**WHAT THE EXERCISE ASKS**
Count the lines in the entries below that contain the string "trace". Reply with that number alone.

**RECORDS FOR THE EXERCISE**
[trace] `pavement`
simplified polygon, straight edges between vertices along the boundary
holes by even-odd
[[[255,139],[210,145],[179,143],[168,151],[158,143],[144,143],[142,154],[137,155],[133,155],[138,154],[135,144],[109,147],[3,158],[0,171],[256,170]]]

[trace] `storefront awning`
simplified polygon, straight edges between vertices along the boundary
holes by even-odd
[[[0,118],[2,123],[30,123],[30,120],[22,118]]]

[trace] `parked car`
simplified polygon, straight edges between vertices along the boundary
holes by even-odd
---
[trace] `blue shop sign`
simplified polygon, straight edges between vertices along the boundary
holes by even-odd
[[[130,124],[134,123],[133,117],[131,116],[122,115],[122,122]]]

**EXERCISE SOLUTION**
4